● **Source passage**:
So, back to the original issue - in theory, this should work fine in that all bulbs should switch ok with the limitation that they won’t all switch at exactly the same time. Without a full debug log it’s difficult to say what is happening here - the log provided just doesn’t have a lot of info in it an we’d likely need to see logging from the com.zsmartsystems.zigbee package at least. I’m happy to take a look if you can provide a better log as it’s always interesting to see how things perform in some of these stress situations :slight_smile: .

1 Like

Minor clarification. I meant that the scene would command maybe half of the Zigbee devices, plus the proxy item. The proxy item would then trigger a rule to command the remaining Zigbee devices (which would be removed from the scene).

I was thinking this would give some space to reduce the congestion, rather than repeating the commands again. But it’s an ugly hack. :wink:

What is the QOS of the device set to?
Screenshot from 2024-11-11 08-30-40

This is not related to the zigbee binding - this looks like MQTT QoS…

Thank you for all your comments.

I did a new test with more info from com.zsmartsystems.zigbee:
zigbee.log (745.3 KB)

Two devices had problems during the test:

  • 804B50FFFE422D94 (a bulb): never get updated to OFF (even after 5 minutes of waiting)

● **Written request a**: Retype all of the dataset records below on pointing at objects, omitting the pictures from your answer.

(Dataset records on pointing at objects)

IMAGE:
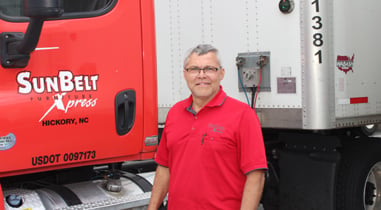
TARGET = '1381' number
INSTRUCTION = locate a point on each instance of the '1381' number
(317, 26)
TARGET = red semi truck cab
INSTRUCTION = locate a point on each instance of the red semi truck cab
(86, 95)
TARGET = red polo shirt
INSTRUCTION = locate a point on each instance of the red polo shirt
(209, 153)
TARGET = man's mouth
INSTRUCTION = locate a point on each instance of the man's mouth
(202, 83)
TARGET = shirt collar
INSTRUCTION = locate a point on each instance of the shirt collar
(218, 100)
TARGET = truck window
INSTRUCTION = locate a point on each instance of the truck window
(12, 10)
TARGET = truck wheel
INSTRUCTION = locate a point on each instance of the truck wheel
(359, 178)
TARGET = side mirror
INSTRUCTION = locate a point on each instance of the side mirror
(15, 47)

● **Written request b**: In the forum thread, logging from which package is said to be needed at least?

● **Correct answer a**:
IMAGE:
TARGET = '1381' number
INSTRUCTION = locate a point on each instance of the '1381' number
(317, 26)
TARGET = red semi truck cab
INSTRUCTION = locate a point on each instance of the red semi truck cab
(86, 95)
TARGET = red polo shirt
INSTRUCTION = locate a point on each instance of the red polo shirt
(209, 153)
TARGET = man's mouth
INSTRUCTION = locate a point on each instance of the man's mouth
(202, 83)
TARGET = shirt collar
INSTRUCTION = locate a point on each instance of the shirt collar
(218, 100)
TARGET = truck window
INSTRUCTION = locate a point on each instance of the truck window
(12, 10)
TARGET = truck wheel
INSTRUCTION = locate a point on each instance of the truck wheel
(359, 178)
TARGET = side mirror
INSTRUCTION = locate a point on each instance of the side mirror
(15, 47)

● **Correct answer b**: com.zsmartsystems.zigbee